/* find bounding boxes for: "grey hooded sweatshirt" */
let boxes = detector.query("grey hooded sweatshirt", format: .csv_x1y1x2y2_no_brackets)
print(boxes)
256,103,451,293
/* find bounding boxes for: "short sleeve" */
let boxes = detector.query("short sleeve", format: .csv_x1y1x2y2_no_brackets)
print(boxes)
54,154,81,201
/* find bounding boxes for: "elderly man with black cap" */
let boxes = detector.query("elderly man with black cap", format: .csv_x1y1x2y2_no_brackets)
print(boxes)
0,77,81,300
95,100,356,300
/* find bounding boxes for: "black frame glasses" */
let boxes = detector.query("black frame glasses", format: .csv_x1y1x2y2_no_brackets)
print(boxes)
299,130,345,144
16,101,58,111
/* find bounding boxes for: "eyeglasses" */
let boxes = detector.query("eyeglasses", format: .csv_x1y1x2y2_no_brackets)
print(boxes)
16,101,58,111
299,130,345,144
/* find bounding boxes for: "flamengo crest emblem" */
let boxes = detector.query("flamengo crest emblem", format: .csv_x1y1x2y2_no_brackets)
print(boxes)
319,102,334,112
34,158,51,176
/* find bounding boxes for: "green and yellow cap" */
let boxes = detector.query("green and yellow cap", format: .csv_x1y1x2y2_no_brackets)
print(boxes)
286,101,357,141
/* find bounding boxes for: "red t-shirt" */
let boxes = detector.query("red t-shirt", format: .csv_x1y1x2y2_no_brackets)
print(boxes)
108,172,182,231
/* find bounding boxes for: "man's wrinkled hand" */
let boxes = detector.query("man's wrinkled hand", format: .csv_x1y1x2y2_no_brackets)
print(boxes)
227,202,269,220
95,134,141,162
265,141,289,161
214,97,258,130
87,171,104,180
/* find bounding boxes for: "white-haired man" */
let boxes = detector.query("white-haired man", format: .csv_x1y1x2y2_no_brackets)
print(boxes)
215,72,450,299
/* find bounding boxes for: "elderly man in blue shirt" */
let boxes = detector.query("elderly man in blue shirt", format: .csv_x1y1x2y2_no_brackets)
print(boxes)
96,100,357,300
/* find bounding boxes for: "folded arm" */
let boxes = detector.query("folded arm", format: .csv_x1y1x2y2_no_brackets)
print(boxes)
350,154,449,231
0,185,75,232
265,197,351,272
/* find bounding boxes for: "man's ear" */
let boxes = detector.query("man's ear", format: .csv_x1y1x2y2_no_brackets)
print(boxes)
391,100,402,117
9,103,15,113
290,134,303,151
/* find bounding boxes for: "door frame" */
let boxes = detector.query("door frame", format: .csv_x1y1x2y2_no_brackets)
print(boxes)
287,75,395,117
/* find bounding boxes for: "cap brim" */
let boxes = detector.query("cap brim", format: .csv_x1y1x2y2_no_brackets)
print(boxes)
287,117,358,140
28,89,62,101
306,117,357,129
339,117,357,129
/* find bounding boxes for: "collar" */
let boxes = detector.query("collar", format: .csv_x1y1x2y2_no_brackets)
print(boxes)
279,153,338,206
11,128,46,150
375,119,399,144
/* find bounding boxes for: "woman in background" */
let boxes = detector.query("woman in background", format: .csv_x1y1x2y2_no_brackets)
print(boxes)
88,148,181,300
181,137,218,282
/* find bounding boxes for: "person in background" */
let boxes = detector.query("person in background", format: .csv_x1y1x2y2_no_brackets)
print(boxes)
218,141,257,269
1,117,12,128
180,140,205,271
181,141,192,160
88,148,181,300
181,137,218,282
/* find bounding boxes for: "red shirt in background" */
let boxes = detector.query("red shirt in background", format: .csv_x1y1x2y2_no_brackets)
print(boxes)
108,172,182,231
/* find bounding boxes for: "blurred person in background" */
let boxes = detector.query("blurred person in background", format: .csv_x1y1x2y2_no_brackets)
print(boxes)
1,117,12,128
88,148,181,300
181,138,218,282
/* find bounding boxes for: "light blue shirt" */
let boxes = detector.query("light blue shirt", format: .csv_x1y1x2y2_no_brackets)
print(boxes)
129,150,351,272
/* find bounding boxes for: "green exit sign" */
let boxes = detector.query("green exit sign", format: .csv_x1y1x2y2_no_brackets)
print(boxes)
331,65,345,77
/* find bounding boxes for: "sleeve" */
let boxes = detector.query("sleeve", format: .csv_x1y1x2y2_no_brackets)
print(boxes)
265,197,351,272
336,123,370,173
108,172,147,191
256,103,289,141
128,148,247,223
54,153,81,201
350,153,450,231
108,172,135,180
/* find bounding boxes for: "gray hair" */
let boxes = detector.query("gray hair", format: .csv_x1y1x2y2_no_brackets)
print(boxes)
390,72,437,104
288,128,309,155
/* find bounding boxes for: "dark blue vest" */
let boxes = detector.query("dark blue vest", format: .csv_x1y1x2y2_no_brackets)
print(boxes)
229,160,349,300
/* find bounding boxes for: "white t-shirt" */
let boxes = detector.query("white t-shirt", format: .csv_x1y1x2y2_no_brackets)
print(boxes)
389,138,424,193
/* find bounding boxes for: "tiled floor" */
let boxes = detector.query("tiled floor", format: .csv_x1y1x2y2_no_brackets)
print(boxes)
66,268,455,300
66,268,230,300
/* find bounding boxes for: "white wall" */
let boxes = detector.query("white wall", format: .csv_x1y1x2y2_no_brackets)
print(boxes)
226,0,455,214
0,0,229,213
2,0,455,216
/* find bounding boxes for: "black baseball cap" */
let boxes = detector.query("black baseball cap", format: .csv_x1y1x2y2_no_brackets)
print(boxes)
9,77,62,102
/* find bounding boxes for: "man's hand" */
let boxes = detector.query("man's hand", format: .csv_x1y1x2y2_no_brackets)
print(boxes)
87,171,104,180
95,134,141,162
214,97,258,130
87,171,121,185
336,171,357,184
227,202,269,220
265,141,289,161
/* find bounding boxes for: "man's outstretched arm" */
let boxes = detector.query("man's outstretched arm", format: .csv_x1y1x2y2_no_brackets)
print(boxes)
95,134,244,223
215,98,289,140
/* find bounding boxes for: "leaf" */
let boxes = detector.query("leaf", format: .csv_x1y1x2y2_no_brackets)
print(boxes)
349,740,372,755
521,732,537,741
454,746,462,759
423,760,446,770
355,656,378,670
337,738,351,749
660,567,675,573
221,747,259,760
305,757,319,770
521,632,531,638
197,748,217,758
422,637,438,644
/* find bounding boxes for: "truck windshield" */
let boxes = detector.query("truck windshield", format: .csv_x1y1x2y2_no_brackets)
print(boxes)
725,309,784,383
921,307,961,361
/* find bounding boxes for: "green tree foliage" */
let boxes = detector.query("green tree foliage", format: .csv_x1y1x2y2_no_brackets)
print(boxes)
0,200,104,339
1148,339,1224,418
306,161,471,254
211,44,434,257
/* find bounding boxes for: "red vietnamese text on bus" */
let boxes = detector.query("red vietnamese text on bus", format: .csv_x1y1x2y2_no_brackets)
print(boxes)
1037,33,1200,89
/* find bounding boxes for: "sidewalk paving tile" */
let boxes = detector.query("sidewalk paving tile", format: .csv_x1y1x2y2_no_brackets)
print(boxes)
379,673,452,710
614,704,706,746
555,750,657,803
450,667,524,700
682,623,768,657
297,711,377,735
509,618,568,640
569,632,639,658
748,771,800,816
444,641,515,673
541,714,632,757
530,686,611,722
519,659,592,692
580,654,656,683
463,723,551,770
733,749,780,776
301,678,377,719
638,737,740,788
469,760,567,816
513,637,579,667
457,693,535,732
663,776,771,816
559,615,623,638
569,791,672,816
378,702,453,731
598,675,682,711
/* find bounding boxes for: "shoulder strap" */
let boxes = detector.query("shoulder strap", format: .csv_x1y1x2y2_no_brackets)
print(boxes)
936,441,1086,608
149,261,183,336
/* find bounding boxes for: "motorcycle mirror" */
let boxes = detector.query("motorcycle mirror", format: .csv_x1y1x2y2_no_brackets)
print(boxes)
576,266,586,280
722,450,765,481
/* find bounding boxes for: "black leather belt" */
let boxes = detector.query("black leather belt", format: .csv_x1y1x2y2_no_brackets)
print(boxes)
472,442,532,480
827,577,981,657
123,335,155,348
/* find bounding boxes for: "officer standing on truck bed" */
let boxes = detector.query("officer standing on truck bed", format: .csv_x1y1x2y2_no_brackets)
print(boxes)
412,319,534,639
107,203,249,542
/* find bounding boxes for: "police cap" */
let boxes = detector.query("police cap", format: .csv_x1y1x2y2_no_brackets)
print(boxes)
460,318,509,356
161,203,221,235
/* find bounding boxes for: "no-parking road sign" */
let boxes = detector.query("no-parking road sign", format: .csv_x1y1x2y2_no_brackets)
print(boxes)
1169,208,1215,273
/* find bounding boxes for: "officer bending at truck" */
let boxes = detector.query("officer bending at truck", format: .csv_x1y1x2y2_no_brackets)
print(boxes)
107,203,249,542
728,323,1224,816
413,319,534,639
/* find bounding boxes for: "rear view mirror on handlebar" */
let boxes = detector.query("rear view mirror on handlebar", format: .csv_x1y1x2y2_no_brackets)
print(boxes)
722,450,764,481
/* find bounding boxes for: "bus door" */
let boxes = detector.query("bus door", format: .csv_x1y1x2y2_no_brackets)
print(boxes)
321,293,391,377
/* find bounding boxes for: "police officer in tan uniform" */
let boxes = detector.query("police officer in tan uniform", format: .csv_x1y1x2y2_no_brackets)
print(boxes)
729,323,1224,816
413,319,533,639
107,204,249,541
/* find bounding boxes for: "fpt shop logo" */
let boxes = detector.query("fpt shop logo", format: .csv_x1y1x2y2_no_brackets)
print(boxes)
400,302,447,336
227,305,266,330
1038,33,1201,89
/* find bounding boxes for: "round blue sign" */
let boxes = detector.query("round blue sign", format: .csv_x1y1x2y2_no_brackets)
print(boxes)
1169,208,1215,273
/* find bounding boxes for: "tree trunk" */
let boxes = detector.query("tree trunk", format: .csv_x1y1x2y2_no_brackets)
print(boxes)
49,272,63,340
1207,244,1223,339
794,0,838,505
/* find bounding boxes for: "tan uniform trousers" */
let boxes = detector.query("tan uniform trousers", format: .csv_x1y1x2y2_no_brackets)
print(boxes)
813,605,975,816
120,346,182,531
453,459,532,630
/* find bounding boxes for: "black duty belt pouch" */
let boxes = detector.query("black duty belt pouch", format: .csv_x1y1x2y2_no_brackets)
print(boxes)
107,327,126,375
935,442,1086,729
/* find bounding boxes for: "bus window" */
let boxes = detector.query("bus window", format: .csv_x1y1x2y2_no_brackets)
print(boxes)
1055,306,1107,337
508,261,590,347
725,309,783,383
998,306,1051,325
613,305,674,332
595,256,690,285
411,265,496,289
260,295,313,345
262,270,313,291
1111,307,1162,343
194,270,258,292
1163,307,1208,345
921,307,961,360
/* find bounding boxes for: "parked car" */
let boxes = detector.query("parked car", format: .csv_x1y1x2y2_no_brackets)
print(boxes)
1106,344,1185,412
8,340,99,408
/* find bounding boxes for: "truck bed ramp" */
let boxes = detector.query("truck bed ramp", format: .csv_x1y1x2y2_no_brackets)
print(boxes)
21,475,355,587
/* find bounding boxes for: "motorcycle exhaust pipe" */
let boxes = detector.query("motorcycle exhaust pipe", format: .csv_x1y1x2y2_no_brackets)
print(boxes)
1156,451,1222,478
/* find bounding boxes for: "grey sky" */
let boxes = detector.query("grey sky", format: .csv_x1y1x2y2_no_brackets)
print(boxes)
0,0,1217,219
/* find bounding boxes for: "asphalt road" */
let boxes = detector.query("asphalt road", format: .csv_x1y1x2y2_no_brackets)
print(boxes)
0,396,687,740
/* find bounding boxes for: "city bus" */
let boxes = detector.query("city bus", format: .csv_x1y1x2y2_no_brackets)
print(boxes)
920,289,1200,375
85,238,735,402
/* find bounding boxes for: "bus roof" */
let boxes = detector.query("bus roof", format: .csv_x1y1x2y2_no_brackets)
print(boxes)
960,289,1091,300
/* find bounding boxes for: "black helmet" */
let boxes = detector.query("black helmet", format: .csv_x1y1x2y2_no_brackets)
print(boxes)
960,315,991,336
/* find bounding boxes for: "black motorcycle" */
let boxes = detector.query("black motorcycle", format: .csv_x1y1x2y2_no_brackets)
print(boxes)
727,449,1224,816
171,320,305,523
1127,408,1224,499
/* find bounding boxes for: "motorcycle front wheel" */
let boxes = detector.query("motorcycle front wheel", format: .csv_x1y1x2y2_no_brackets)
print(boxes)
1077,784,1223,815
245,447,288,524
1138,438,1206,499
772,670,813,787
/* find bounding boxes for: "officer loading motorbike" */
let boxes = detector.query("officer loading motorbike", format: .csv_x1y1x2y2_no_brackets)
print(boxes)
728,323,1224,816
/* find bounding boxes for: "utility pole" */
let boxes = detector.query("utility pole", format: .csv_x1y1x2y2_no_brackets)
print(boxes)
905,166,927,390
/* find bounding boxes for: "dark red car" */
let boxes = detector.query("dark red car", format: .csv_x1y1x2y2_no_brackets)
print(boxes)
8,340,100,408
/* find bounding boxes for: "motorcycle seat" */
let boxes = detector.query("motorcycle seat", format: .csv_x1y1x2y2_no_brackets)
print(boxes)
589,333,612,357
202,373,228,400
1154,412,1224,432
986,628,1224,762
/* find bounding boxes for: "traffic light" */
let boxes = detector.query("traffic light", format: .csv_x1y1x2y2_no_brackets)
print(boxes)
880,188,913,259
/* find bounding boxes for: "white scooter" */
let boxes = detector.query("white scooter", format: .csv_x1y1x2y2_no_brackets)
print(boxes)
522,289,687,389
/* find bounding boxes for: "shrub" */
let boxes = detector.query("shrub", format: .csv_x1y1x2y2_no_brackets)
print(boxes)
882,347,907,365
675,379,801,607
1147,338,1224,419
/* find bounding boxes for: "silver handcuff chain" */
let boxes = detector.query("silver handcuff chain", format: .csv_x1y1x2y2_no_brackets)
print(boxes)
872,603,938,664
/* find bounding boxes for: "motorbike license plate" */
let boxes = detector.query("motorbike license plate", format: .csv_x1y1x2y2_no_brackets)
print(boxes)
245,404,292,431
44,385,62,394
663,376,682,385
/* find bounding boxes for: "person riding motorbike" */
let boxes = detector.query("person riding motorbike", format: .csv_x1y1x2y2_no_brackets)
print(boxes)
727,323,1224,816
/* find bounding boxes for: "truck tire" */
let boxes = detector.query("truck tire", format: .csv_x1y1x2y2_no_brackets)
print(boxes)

• [YOUR INSTRUCTIONS]:
Scan the data above for the string "vest" and copy each line where it appears.

• [RESPONSE TO THE EXERCISE]:
/* find bounding boxes for: "dark blue vest" */
let boxes = detector.query("dark blue vest", format: .csv_x1y1x2y2_no_brackets)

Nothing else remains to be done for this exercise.